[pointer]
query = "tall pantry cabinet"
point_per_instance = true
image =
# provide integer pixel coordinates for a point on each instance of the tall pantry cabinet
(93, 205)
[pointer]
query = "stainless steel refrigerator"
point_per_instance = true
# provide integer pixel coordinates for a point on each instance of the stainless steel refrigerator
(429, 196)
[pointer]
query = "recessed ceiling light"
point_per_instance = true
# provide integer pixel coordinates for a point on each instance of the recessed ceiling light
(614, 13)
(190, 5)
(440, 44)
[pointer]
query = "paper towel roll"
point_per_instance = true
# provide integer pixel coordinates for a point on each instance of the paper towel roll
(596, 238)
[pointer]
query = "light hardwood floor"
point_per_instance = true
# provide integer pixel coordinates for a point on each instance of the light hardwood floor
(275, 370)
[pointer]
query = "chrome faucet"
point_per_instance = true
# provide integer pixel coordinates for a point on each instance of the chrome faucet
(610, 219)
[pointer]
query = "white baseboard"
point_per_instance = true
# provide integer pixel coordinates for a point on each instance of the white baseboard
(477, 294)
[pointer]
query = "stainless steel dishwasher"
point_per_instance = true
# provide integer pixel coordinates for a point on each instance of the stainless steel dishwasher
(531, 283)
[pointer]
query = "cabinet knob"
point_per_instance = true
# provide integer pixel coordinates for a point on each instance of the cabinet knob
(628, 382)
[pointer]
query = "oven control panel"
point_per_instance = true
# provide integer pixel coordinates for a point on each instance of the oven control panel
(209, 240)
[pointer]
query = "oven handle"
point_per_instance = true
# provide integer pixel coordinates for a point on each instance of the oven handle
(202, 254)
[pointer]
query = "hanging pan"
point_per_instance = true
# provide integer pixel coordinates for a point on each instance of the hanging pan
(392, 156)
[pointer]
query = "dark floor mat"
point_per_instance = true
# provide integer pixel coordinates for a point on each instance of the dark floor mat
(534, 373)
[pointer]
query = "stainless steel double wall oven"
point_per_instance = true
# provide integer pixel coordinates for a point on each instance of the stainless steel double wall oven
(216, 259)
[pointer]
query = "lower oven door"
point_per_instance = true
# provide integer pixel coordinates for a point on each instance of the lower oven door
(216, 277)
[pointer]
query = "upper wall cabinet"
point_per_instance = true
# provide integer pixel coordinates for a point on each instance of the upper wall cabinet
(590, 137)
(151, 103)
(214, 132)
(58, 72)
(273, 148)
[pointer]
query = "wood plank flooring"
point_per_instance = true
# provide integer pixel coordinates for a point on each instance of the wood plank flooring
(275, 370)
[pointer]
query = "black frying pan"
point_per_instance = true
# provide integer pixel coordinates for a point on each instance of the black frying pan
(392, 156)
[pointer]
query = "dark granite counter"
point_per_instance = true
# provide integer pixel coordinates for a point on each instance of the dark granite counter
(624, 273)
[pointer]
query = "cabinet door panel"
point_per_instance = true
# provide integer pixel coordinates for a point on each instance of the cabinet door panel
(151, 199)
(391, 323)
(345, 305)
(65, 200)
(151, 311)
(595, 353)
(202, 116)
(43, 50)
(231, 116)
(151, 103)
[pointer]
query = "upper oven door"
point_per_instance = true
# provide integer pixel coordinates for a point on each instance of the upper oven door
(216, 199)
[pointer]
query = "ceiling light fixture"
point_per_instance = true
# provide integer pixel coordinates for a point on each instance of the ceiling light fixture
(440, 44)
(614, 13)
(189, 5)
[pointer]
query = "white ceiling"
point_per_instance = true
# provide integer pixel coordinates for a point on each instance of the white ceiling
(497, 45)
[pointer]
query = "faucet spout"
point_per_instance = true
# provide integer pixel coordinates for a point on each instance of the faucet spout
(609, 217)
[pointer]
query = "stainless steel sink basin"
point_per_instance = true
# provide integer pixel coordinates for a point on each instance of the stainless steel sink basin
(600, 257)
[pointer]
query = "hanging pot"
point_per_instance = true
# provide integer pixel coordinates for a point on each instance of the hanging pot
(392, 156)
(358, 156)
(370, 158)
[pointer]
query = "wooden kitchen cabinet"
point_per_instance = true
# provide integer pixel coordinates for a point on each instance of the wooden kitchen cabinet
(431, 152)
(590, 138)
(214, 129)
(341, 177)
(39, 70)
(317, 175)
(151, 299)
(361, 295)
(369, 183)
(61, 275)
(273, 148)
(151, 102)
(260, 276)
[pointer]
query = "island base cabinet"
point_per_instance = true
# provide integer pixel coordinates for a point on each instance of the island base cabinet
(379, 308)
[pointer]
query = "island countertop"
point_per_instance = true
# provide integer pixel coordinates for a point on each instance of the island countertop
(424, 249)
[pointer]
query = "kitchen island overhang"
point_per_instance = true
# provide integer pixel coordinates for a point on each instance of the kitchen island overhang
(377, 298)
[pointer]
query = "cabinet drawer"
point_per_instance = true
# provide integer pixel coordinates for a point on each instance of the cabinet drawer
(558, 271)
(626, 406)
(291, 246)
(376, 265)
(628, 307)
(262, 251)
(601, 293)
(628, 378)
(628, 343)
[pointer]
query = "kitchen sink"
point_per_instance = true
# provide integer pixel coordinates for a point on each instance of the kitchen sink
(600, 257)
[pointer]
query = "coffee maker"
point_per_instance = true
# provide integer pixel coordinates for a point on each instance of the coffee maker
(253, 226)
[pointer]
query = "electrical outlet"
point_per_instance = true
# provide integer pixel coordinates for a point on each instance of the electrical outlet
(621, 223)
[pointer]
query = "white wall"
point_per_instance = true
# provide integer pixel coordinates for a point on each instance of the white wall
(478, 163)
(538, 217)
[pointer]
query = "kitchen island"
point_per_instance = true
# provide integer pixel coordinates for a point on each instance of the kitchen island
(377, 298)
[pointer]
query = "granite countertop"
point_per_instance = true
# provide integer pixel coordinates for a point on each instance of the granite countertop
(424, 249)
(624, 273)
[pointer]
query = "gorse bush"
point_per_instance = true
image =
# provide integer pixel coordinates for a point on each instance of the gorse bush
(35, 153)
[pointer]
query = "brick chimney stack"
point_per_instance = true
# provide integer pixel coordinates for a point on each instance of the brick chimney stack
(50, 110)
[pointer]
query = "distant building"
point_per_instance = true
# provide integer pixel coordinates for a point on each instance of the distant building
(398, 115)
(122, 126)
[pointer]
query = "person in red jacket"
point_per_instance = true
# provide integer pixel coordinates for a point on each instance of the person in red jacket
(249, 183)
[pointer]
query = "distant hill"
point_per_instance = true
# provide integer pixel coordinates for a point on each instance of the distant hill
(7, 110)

---

AIM OF THE TASK: Please reproduce the entire listing, exactly as shown.

FINAL ANSWER:
[pointer]
query = "tall pantry cabinet"
point_per_instance = true
image =
# provide integer pixel coordinates for a point on each instance of the tall pantry cabinet
(93, 205)
[pointer]
query = "stainless steel refrigerator"
point_per_instance = true
# provide integer pixel coordinates for a point on each instance of the stainless steel refrigerator
(429, 196)
[pointer]
query = "recessed ceiling light"
point_per_instance = true
# provide integer pixel coordinates for a point on each instance of the recessed ceiling light
(614, 13)
(190, 5)
(440, 44)
[pointer]
query = "paper towel roll"
point_per_instance = true
# provide integer pixel coordinates for a point on each instance of the paper towel roll
(596, 238)
[pointer]
query = "light hardwood floor"
point_per_instance = true
# provide integer pixel coordinates for a point on each instance of the light hardwood floor
(275, 370)
[pointer]
query = "chrome faucet"
point_per_instance = true
# provide integer pixel coordinates for a point on each instance of the chrome faucet
(610, 219)
[pointer]
query = "white baseboard"
point_per_instance = true
# provide integer pixel coordinates for a point on each instance of the white baseboard
(477, 294)
[pointer]
query = "stainless steel dishwasher"
point_per_instance = true
# provide integer pixel coordinates for a point on each instance of the stainless steel dishwasher
(531, 283)
[pointer]
query = "cabinet knob"
point_per_instance = true
# provide integer pixel coordinates for a point on each instance of the cabinet knob
(628, 382)
[pointer]
query = "oven control panel"
point_per_instance = true
# provide integer pixel coordinates for a point on each instance of the oven control panel
(209, 240)
[pointer]
query = "oven handle"
point_per_instance = true
# provide integer pixel coordinates for a point on each instance of the oven handle
(202, 254)
[pointer]
query = "hanging pan"
point_per_instance = true
# provide integer pixel coordinates for a point on each instance of the hanging pan
(392, 156)
[pointer]
query = "dark floor mat"
point_per_instance = true
# provide integer pixel coordinates for a point on each instance of the dark floor mat
(534, 373)
[pointer]
query = "stainless steel double wall oven"
point_per_instance = true
# provide integer pixel coordinates for a point on each instance of the stainless steel double wall oven
(216, 259)
[pointer]
query = "lower oven door"
point_per_instance = true
# provide integer pixel coordinates for a point on each instance of the lower oven door
(216, 277)
[pointer]
query = "upper wall cabinet"
point_per_instance = true
# provide integer pixel coordinates for a point on each instance of the upper wall cabinet
(590, 137)
(151, 103)
(214, 132)
(58, 72)
(273, 148)
[pointer]
query = "wood plank flooring"
point_per_instance = true
# provide integer pixel coordinates for a point on each instance of the wood plank flooring
(275, 370)
[pointer]
query = "black frying pan"
point_per_instance = true
# provide integer pixel coordinates for a point on each instance of the black frying pan
(392, 156)
[pointer]
query = "dark granite counter"
point_per_instance = true
# provide integer pixel coordinates for a point on each instance of the dark granite counter
(624, 273)
[pointer]
query = "cabinet door panel"
point_per_instance = true
# provide integer pixel coordinates for a point on each instance of the cabinet door panel
(151, 199)
(391, 323)
(345, 305)
(65, 200)
(151, 311)
(595, 353)
(202, 116)
(43, 50)
(231, 116)
(151, 103)
[pointer]
query = "upper oven door"
point_per_instance = true
# provide integer pixel coordinates for a point on each instance of the upper oven door
(216, 199)
[pointer]
query = "ceiling light fixture"
point_per_instance = true
# provide integer pixel coordinates for a point on each instance of the ceiling light fixture
(440, 44)
(614, 13)
(189, 5)
[pointer]
query = "white ceiling"
point_per_instance = true
# provide integer pixel coordinates for a point on each instance of the white ceiling
(497, 45)
[pointer]
query = "faucet spout"
point_per_instance = true
# provide integer pixel coordinates for a point on each instance of the faucet spout
(609, 217)
[pointer]
query = "stainless steel sink basin"
point_per_instance = true
# provide integer pixel coordinates for a point on each instance of the stainless steel sink basin
(600, 257)
[pointer]
query = "hanging pot"
point_per_instance = true
# provide integer pixel coordinates for a point on each instance of the hanging pot
(392, 156)
(358, 156)
(370, 158)
[pointer]
query = "wooden kitchen cabinet"
point_per_instance = true
# provide integer pixel coordinates for a point on each instance of the wooden kitchen cabinet
(431, 152)
(590, 138)
(214, 129)
(341, 177)
(39, 70)
(317, 175)
(151, 299)
(361, 295)
(369, 183)
(61, 275)
(273, 148)
(151, 102)
(260, 276)
[pointer]
query = "island base cabinet"
point_per_instance = true
# provide integer pixel coordinates for a point on each instance of the island base cabinet
(379, 308)
[pointer]
query = "island countertop"
point_per_instance = true
# provide integer pixel coordinates for a point on each instance of the island countertop
(424, 249)
[pointer]
query = "kitchen island overhang"
point_per_instance = true
# provide integer pixel coordinates for a point on each instance of the kitchen island overhang
(377, 298)
[pointer]
query = "cabinet drawer"
point_per_instance = true
# provide integer pixel coordinates for a point on each instance of the cabinet drawer
(558, 271)
(626, 406)
(291, 246)
(376, 265)
(628, 307)
(262, 251)
(601, 293)
(628, 378)
(628, 343)
[pointer]
query = "kitchen sink"
point_per_instance = true
# provide integer pixel coordinates for a point on each instance of the kitchen sink
(600, 257)
[pointer]
query = "coffee maker"
point_per_instance = true
# provide integer pixel coordinates for a point on each instance of the coffee maker
(253, 226)
[pointer]
query = "electrical outlet"
point_per_instance = true
# provide integer pixel coordinates for a point on each instance of the electrical outlet
(621, 223)
[pointer]
query = "white wall"
point_per_instance = true
# provide integer pixel coordinates for a point on each instance of the white wall
(478, 163)
(538, 217)
[pointer]
query = "kitchen island"
point_per_instance = true
# provide integer pixel coordinates for a point on each instance of the kitchen island
(377, 298)
[pointer]
query = "granite countertop"
point_per_instance = true
# provide integer pixel coordinates for a point on each instance of the granite countertop
(424, 249)
(624, 273)
[pointer]
query = "gorse bush"
point_per_instance = true
image =
# provide integer pixel coordinates for a point on each instance of the gorse bush
(35, 153)
[pointer]
query = "brick chimney stack"
point_per_instance = true
# provide integer pixel coordinates for a point on each instance of the brick chimney stack
(50, 110)
[pointer]
query = "distant building"
point_per_instance = true
# provide integer pixel coordinates for a point on each instance of the distant building
(398, 115)
(122, 126)
[pointer]
query = "person in red jacket"
point_per_instance = true
# provide integer pixel coordinates for a point on each instance of the person in red jacket
(249, 183)
[pointer]
query = "distant hill"
point_per_instance = true
# provide integer pixel coordinates for a point on each instance of the distant hill
(7, 110)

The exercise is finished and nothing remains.